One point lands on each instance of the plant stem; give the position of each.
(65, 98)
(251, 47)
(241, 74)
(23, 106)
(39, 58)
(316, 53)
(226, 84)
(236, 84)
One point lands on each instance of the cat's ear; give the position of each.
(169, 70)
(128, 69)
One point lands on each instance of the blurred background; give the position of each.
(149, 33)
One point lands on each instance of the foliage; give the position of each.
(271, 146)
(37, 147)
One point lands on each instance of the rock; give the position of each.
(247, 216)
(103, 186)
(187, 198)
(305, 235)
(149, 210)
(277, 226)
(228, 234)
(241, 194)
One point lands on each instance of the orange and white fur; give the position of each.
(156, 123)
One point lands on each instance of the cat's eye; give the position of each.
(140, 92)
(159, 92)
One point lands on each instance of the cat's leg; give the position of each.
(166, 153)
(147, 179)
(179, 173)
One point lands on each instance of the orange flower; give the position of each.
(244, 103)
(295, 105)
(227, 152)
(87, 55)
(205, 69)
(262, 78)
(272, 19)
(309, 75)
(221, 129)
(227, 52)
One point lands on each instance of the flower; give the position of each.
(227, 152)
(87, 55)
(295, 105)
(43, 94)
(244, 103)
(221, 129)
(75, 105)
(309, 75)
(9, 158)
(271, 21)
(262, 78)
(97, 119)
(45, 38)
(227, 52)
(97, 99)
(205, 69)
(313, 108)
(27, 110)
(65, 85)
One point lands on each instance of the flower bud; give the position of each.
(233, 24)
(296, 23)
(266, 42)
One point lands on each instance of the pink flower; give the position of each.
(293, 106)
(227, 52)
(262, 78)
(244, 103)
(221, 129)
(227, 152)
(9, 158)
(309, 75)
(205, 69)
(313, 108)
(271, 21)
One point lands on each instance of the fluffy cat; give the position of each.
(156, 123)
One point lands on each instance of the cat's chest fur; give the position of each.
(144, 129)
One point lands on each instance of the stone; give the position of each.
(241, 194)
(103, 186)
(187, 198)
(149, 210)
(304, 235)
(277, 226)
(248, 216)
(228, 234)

____________

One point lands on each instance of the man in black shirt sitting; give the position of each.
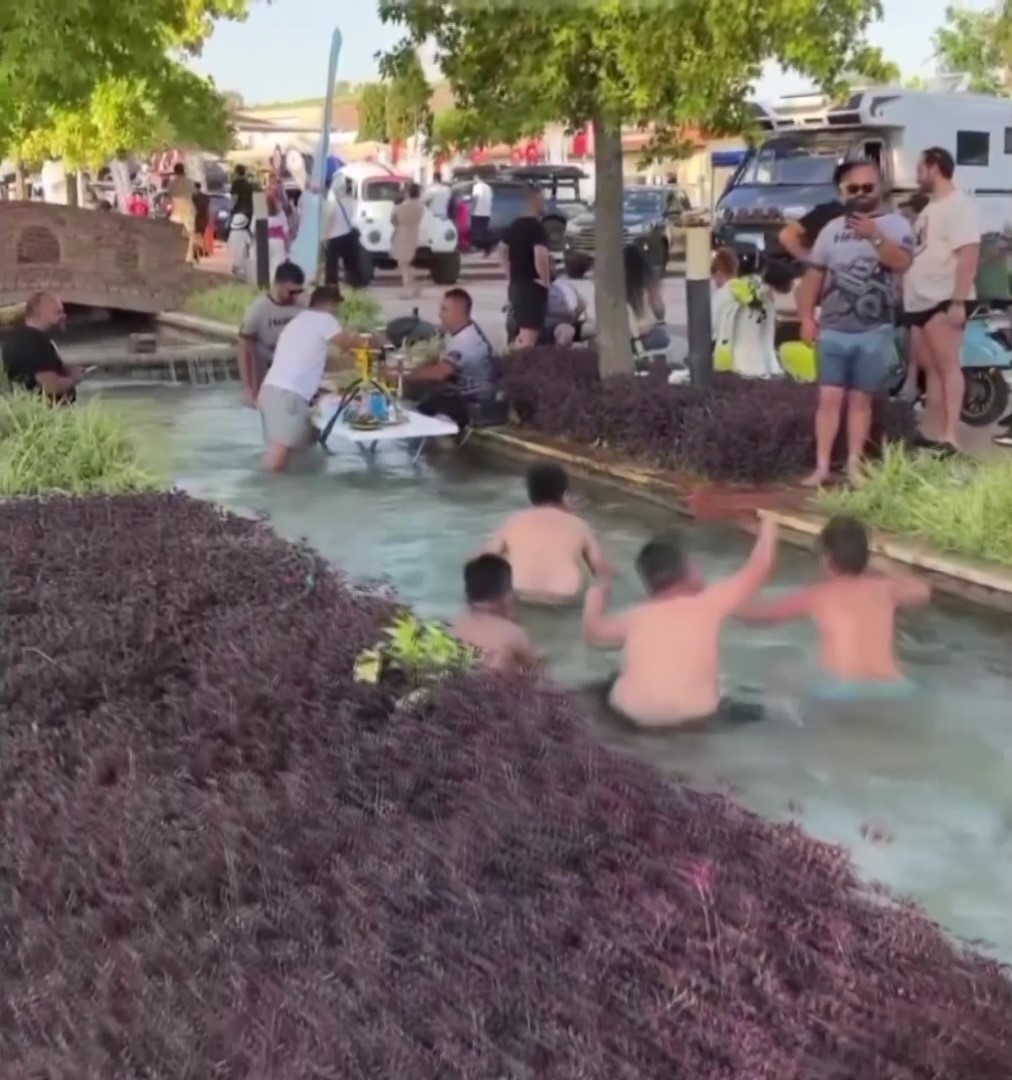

____________

■ **GIVEN REQUEST**: How many lines of the material above contain the string "flower", matching case exactly? Reply with the number alone.

■ **REPLY**: 4